- TASK DETAILS: Copy out every line of the records below word for word, leaving the pictures out of your answer.

##### THE DATA #####

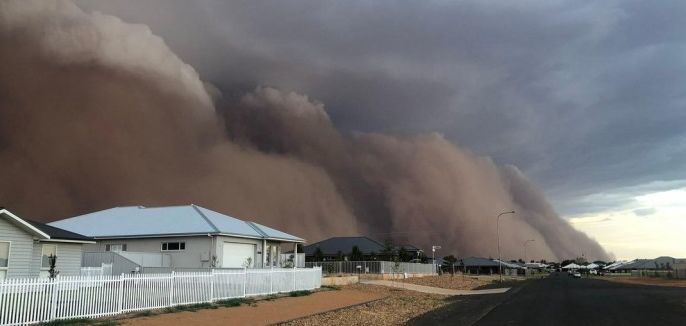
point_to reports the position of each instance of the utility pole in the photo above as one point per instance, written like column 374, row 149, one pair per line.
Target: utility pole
column 433, row 255
column 497, row 226
column 525, row 242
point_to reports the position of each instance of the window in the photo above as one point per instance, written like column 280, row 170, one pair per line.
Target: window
column 4, row 258
column 173, row 246
column 115, row 247
column 47, row 251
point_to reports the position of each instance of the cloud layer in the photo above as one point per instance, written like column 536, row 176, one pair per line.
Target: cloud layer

#####

- RESULT FOR THIS TASK:
point_to reports the position of each instance of the utility pole in the photo above as one point per instance, written like column 374, row 149, one pair per line.
Target: utility pole
column 433, row 255
column 497, row 226
column 525, row 242
point_to reports the position of each instance of the window in the photo above as one point per instance, written like column 280, row 170, one pair per line.
Target: window
column 4, row 258
column 173, row 246
column 115, row 247
column 47, row 251
point_to reports the position of each instance of the cloud layer in the photo above as one point per instance, written like column 536, row 176, one pair per line.
Target: cloud layer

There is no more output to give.